Task requirements: When you reach the line containing "Target: rhino ear" in the entries below, repeat it and each line after it exactly until the entries end.

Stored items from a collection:
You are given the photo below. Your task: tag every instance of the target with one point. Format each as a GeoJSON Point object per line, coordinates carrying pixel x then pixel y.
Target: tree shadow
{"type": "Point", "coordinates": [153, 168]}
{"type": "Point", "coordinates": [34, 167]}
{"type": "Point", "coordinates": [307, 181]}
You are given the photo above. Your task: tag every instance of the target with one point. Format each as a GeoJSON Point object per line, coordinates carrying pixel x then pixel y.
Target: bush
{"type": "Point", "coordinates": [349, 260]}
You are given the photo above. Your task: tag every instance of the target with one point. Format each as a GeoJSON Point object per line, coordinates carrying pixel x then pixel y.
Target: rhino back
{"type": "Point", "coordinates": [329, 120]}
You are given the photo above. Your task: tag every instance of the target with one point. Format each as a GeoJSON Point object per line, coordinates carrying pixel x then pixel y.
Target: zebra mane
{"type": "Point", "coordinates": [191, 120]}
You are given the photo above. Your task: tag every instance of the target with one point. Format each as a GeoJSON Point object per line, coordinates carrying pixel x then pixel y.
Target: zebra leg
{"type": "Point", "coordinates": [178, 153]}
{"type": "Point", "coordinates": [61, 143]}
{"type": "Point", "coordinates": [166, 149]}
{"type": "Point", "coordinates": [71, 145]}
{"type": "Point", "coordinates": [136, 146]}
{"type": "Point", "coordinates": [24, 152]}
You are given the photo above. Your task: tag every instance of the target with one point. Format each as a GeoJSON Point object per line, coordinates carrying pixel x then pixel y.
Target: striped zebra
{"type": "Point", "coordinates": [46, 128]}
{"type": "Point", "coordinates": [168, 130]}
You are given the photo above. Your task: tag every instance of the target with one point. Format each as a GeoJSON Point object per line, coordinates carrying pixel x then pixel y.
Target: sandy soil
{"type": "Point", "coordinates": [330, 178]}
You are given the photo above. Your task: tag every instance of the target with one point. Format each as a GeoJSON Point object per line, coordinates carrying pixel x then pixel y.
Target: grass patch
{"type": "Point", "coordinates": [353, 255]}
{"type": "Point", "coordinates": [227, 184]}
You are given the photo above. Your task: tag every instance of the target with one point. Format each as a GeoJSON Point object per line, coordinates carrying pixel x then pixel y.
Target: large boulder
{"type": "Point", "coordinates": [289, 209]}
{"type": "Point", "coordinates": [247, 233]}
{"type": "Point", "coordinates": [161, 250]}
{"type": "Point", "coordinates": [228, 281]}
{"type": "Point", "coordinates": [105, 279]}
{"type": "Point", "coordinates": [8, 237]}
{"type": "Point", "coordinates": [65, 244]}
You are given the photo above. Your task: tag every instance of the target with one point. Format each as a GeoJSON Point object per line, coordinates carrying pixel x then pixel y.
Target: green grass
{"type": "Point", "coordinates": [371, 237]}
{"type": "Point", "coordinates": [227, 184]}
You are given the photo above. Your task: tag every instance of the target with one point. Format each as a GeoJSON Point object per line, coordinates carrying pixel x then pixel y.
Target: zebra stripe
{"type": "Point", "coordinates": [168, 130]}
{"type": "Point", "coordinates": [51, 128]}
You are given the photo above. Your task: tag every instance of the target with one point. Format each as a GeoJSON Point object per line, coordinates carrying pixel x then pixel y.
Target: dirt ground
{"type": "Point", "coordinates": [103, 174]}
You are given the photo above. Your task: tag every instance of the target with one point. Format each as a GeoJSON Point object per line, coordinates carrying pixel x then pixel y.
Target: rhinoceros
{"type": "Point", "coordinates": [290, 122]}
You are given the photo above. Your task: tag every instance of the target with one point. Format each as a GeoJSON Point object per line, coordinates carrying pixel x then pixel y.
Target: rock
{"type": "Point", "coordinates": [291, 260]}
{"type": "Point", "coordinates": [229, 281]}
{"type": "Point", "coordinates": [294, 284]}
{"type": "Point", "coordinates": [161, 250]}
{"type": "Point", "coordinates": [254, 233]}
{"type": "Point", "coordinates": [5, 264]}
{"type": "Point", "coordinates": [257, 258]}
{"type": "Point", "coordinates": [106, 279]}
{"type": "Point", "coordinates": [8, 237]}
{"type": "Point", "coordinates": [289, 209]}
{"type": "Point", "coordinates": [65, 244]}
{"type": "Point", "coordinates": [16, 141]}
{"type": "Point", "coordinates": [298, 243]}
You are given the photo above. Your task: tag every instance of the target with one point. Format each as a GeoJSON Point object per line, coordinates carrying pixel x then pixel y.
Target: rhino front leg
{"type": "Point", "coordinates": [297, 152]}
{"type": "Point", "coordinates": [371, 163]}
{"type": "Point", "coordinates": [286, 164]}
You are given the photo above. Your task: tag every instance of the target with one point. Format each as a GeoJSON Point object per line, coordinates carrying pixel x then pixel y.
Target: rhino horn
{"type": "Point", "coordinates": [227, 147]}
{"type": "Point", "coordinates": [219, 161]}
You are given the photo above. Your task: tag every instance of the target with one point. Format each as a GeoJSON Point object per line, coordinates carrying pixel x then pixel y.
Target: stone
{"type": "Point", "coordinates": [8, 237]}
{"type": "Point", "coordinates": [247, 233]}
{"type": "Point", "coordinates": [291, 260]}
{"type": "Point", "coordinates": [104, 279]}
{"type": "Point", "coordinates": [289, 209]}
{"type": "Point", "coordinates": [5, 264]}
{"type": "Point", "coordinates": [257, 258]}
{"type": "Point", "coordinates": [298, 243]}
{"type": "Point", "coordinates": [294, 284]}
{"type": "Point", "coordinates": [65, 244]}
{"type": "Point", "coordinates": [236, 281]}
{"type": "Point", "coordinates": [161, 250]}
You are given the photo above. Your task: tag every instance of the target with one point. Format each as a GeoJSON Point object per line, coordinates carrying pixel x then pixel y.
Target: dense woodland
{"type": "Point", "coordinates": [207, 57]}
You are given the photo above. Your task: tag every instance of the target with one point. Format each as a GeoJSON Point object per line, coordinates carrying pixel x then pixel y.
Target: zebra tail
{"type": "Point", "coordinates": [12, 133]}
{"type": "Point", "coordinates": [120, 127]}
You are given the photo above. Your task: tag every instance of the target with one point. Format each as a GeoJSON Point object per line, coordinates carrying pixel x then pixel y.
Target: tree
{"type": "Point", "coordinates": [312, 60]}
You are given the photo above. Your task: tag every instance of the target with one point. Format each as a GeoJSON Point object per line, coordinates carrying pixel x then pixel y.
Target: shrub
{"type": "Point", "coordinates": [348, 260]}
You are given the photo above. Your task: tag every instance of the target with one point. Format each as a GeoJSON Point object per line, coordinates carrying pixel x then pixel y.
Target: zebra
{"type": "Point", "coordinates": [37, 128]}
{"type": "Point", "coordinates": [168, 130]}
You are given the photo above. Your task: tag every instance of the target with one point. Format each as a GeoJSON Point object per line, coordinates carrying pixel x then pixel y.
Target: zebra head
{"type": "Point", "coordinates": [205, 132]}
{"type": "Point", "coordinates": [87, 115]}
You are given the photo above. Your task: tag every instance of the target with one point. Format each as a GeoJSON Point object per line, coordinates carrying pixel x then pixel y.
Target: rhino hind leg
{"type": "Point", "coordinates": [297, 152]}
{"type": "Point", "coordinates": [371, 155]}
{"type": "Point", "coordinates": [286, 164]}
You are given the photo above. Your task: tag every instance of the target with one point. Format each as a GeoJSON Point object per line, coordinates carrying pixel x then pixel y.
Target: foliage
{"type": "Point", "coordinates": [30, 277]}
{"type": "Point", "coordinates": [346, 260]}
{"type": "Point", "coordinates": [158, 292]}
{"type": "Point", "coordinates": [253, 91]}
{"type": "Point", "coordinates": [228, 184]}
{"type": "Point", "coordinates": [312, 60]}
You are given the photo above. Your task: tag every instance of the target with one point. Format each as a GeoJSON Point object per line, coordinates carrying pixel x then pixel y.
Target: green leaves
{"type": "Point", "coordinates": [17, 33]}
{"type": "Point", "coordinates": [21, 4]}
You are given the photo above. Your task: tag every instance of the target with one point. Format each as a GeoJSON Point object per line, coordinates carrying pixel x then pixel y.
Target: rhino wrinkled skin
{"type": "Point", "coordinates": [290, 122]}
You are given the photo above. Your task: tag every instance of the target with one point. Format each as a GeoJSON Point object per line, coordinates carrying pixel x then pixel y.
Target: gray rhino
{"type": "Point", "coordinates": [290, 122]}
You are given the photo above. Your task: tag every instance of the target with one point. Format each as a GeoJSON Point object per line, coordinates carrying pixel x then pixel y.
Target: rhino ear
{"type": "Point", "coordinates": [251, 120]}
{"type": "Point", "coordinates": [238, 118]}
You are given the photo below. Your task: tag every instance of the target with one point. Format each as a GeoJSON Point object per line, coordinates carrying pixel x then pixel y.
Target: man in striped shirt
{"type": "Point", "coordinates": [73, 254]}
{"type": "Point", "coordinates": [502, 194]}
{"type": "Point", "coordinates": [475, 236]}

Solution below:
Target: rhino ear
{"type": "Point", "coordinates": [251, 120]}
{"type": "Point", "coordinates": [238, 118]}
You are given the photo below. Your task: tag every instance of the target with one point. Format each as a GeoJSON Point object per line, coordinates carrying pixel x then pixel y.
Target: man in striped shirt
{"type": "Point", "coordinates": [73, 254]}
{"type": "Point", "coordinates": [502, 194]}
{"type": "Point", "coordinates": [475, 236]}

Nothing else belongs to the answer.